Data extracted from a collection
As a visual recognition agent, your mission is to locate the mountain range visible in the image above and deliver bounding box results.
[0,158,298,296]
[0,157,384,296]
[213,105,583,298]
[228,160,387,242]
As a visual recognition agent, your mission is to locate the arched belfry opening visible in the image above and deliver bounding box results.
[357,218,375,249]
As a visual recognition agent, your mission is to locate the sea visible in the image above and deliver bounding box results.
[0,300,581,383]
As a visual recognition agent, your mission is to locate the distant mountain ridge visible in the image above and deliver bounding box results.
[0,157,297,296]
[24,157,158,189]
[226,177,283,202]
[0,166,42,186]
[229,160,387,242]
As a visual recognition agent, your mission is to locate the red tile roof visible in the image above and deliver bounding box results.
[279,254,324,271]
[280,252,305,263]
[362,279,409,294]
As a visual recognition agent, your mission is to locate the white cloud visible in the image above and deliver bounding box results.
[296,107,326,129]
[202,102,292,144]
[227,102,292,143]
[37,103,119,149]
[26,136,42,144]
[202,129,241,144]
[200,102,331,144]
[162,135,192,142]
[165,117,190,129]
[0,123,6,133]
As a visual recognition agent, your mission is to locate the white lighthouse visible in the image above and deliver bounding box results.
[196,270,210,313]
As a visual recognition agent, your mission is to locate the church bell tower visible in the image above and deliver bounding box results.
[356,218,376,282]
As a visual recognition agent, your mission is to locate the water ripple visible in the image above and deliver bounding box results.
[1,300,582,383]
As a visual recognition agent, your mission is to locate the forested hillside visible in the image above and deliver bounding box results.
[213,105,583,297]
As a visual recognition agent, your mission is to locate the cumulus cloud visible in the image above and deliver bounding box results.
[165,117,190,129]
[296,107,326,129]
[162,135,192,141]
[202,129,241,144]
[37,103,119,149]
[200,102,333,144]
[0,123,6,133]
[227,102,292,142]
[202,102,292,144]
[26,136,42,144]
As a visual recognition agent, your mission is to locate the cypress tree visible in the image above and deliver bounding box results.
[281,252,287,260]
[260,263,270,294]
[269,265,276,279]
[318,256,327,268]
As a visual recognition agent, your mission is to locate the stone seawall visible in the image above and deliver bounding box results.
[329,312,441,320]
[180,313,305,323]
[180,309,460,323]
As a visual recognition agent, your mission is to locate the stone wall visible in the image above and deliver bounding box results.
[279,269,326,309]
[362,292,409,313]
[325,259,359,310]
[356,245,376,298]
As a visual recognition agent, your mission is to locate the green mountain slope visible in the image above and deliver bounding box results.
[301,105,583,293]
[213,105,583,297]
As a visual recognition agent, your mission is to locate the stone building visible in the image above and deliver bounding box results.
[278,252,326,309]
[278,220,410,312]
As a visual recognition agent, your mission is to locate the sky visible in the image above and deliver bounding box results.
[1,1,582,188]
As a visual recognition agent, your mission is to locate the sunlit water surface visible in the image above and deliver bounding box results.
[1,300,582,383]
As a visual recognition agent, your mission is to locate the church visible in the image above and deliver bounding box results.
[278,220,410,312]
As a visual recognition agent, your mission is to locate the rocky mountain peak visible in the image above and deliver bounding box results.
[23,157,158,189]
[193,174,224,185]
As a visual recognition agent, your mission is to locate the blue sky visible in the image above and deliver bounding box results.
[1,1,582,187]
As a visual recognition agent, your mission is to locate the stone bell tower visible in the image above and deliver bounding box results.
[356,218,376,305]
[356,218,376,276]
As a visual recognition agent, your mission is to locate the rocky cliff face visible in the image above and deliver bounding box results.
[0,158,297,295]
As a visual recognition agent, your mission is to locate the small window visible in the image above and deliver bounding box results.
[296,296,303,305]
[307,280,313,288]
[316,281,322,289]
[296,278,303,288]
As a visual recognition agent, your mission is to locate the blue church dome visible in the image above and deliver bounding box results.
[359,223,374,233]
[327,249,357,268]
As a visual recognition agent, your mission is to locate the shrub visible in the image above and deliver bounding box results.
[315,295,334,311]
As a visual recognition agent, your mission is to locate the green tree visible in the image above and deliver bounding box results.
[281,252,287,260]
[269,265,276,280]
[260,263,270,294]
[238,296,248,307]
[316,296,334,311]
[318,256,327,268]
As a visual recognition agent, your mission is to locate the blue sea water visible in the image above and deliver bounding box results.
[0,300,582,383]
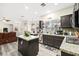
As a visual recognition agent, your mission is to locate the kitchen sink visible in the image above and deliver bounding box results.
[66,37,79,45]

**Activity**
Once the line containing "the blue sea" is located, write out exactly that line and each one after it to the end of the records above, excluding pictures and nothing else.

**Result of the task**
As a visual recognition agent, your mission is to locate the blue sea water visible in the image above and deliver bounding box results.
[0,300,582,383]
As a visual recognition agent, your mission is to locate the kitchen sink visible in the image above and deliver bounding box results.
[66,37,79,45]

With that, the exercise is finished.